Referring expression pointing data:
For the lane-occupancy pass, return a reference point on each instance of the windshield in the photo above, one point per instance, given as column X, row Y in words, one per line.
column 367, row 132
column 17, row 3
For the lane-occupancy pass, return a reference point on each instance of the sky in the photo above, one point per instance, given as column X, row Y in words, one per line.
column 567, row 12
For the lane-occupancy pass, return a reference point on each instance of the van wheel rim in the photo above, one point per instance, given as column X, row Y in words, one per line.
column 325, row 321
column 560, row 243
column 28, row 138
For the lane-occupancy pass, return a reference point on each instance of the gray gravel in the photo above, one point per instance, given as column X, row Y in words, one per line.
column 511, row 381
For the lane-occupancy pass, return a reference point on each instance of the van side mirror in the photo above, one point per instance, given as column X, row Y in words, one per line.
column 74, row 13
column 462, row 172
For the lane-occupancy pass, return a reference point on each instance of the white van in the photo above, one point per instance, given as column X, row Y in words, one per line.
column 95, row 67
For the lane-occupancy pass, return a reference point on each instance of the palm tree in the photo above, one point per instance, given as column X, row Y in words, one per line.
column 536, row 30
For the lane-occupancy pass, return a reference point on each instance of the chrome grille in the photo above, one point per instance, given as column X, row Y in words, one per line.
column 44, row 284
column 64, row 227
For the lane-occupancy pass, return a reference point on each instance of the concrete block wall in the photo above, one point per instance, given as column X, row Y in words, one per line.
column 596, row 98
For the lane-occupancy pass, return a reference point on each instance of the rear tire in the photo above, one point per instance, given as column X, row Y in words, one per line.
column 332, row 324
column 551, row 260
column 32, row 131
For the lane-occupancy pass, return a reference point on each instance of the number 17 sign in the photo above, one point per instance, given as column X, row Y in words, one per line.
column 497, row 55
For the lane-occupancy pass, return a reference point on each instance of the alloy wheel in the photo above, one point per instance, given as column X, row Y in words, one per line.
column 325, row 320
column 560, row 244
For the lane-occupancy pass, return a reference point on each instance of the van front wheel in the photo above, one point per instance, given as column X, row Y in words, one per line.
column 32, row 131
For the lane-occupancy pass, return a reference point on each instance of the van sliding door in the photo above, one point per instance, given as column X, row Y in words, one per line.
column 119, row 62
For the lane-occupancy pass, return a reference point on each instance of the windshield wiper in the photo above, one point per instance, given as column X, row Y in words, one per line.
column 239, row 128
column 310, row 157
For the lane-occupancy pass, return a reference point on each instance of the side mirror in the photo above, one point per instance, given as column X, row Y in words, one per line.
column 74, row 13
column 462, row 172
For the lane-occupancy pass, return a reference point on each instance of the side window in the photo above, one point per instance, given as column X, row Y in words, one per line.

TASK BRIEF —
Each entry is to be retyped precisely as it stands.

EXERCISE ANSWER —
For the lane-occupancy pass, return a reference point on each instance of the windshield in the photo above, one point per instance, given as column X, row Y in words, one per line.
column 367, row 132
column 17, row 3
For the lane-occupancy pass, return a reference point on each instance of the sky in the photo above, one point per instance, given as column X, row Y in words, one per line.
column 567, row 12
For the lane-occupancy pass, return a reference point on each instance of the van wheel rim in the photo above, one point per instance, given as column X, row Y in words, one per line.
column 325, row 321
column 560, row 243
column 28, row 138
For the lane-occupancy pass, return a reference point on each instance of the gray gravel in the photo above, one point per instance, given as column X, row Y in words, one per line.
column 511, row 381
For the lane-occupancy pass, return a reference point on each instance of the van side mirror in the photo above, one point per instance, given as column X, row Y in words, one per line.
column 74, row 13
column 462, row 172
For the lane-occupancy pass, return a reference point on each instance of the white van in the photo above, one point per instance, given as column X, row Y in words, one per line.
column 95, row 67
For the lane-occupancy pass, return a reference point on each instance of the palm tree in the photo above, one point per instance, given as column X, row Y in words, one per line.
column 536, row 30
For the lane-occupancy pass, return a reference point on each instance of the chrome grille in the photo above, one point per instance, given as column X, row Y in words, one per line.
column 44, row 284
column 64, row 227
For the lane-occupancy pass, return a reference point on each instance of the concrete block wall in the photo above, one point per instance, given as column X, row Y in words, one per line.
column 596, row 98
For the lane-occupancy pass, return a reference point on each instance of the rear tire in the photo above, one point per instance, given as column X, row Y in words, one per line.
column 332, row 324
column 551, row 260
column 32, row 131
For the lane-occupancy pass, return a reference point on each instance of the number 17 sign in the photo above, one point per instance, given as column X, row Y in words, one per line.
column 497, row 55
For the lane-occupancy pass, return a reference point on each instance of the alloy wheel in the photo above, one point per instance, given as column X, row Y in words, one per line.
column 325, row 320
column 560, row 244
For the lane-occupancy pass, return a reference point on each instance of the van front wheel in the photo above, one point per instance, given as column X, row Y in words, one per line.
column 32, row 131
For the lane-occupancy pass, return a reference point on each instance of the van sliding door in the photo above, one point per instance, given as column X, row Y in words, one per line.
column 119, row 62
For the lane-occupancy pass, return a reference point on each instance of the windshield wiper in the photo above, one point per instance, given as column X, row Y in words, one per line.
column 239, row 128
column 310, row 157
For the lane-occupancy pass, return a reference point on each instance of the side mirror in the photo above, one point per instance, given as column X, row Y in words, one per line.
column 74, row 13
column 462, row 172
For the lane-occupancy pass, return a reference point on each instance of the side window in the photo above, one point per instance, given as column X, row Y in words, one per line.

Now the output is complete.